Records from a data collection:
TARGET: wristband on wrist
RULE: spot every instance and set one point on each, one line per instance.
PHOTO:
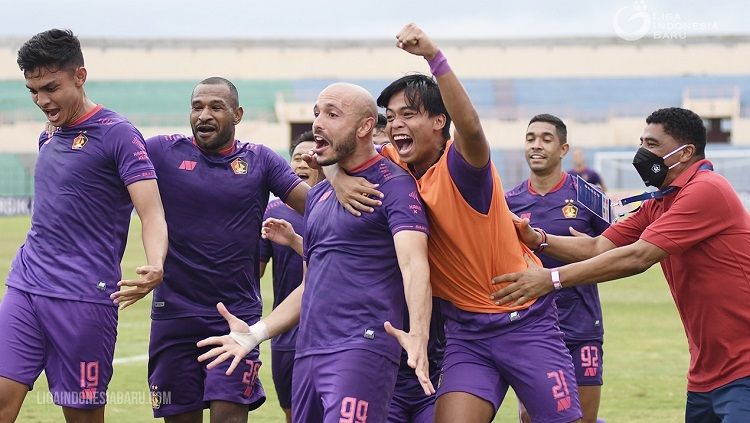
(556, 279)
(542, 245)
(439, 64)
(256, 334)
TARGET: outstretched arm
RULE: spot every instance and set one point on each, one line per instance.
(147, 202)
(536, 281)
(411, 250)
(469, 136)
(242, 338)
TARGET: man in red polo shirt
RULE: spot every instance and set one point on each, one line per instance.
(699, 231)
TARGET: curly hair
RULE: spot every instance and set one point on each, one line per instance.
(54, 49)
(683, 125)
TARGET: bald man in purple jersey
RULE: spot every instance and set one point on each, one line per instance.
(63, 285)
(547, 198)
(361, 272)
(215, 190)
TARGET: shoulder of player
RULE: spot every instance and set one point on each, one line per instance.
(164, 139)
(705, 183)
(273, 206)
(519, 189)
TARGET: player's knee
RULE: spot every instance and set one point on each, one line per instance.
(228, 412)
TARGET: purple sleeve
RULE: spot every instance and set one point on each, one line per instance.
(475, 184)
(266, 250)
(308, 208)
(129, 152)
(402, 205)
(594, 177)
(281, 180)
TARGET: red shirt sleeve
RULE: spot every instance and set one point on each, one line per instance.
(700, 211)
(628, 231)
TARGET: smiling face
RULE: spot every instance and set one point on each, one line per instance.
(213, 116)
(416, 135)
(58, 93)
(299, 166)
(337, 118)
(543, 149)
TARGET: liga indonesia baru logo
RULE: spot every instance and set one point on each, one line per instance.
(631, 23)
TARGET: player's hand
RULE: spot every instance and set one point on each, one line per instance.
(521, 287)
(415, 346)
(411, 38)
(526, 233)
(150, 278)
(227, 345)
(278, 231)
(577, 234)
(356, 194)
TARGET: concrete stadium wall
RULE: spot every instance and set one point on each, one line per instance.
(342, 59)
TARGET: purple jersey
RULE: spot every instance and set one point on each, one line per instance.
(287, 267)
(589, 175)
(353, 282)
(213, 205)
(578, 307)
(81, 209)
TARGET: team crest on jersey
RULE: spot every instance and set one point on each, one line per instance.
(79, 141)
(155, 397)
(239, 166)
(570, 211)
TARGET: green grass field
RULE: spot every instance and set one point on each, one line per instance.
(645, 351)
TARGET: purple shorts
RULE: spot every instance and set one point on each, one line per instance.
(588, 360)
(182, 383)
(530, 357)
(409, 403)
(353, 386)
(282, 363)
(72, 341)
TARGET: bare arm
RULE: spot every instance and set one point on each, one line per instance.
(411, 250)
(564, 248)
(613, 264)
(355, 194)
(243, 338)
(147, 202)
(469, 136)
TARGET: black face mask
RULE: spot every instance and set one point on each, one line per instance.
(651, 167)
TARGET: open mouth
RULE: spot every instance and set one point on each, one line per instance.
(404, 143)
(321, 144)
(205, 130)
(303, 175)
(536, 157)
(52, 114)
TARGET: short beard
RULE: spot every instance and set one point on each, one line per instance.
(342, 150)
(221, 140)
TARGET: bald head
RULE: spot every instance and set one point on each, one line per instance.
(353, 98)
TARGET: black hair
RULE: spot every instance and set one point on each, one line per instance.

**Set task:**
Reproduce every line above as written, skipping pictures.

**Completed exercise:**
TARGET: wristband on wrist
RULE: spot every instance and set one point on each, one line per instance.
PHOTO:
(556, 279)
(542, 245)
(439, 64)
(256, 334)
TARGET: outstretched arm
RULE: spot every instance and set one point on each, one line per instance.
(147, 202)
(536, 281)
(411, 250)
(469, 136)
(242, 338)
TARGET: man in red polo shirt
RULE: spot every instance and set one point on each, one line per instance.
(699, 231)
TARGET: curly hair
RULE: spot every instance and set one point on each, one line per instance.
(54, 49)
(683, 125)
TARGET: bald man in purple jersey
RULE: spot every instance and set one point on each, one line per instance.
(63, 285)
(547, 198)
(361, 272)
(215, 190)
TARGET: shoulder of player
RULE: spot every instance and set one point on each, one line per instance.
(164, 139)
(705, 183)
(273, 206)
(519, 189)
TARGET: player's knee
RULE: spot every instance and set one point on each, one line per instance.
(228, 412)
TARGET: purple sleeve
RULE: spot every instance and set one point on each, one line per instance.
(475, 184)
(266, 250)
(308, 208)
(129, 152)
(402, 205)
(594, 177)
(281, 180)
TARGET: red shirt sleeve
RULE: spot every instance and set one point on each, one line per instance.
(700, 211)
(628, 231)
TARGET: smiling face
RULE: spot every instance and set one point on each, one line per instance.
(213, 116)
(416, 135)
(58, 93)
(299, 166)
(337, 118)
(543, 149)
TARGET: liga indonesia baru logo
RULE: spot every instance and set one point on each, one line per instance.
(631, 23)
TARGET: player's hand
RULE: spot every instance and set one point on each, one line per instance.
(521, 287)
(415, 346)
(411, 38)
(526, 233)
(150, 278)
(227, 345)
(278, 231)
(577, 234)
(356, 194)
TARGET: concrete stadium wall
RULE: spot every instance and set one point on each, one line per instance.
(342, 59)
TARGET: purple jersey
RULE: spot every instance and set one point on each, one line per instance.
(287, 267)
(589, 175)
(353, 282)
(213, 205)
(578, 307)
(81, 209)
TARGET: team crest on jersey
RULE: spot every instance and set one point on each, one line per instance.
(79, 141)
(155, 397)
(239, 166)
(570, 211)
TARGET: green grass field
RULE: spot every instance and set one point on each, one line per instance.
(645, 351)
TARGET: purple shorts
RULE: spot every instance and set one point on each, one line per instance.
(588, 360)
(182, 383)
(530, 357)
(409, 403)
(353, 386)
(282, 363)
(72, 341)
TARGET: bare arm
RULE: spot every instance and set one point on each, one line per instance.
(411, 250)
(564, 248)
(613, 264)
(355, 194)
(243, 338)
(147, 202)
(469, 136)
TARGET: black face mask
RULE: spot every instance and set one point on each, one line per instance.
(651, 167)
TARGET: open mouth
RULE: spot every instance and set one point on each, one line per instance.
(404, 143)
(321, 144)
(205, 130)
(303, 175)
(536, 157)
(52, 114)
TARGET: short beard
RULE: spot every instance and set one point on each, one line per instance.
(342, 150)
(221, 140)
TARGET: bald head
RULE: spot every instance and set one point on each, one line per instance.
(353, 98)
TARGET: black hair
RULE: spot every instance and set one point on each, one line per instance.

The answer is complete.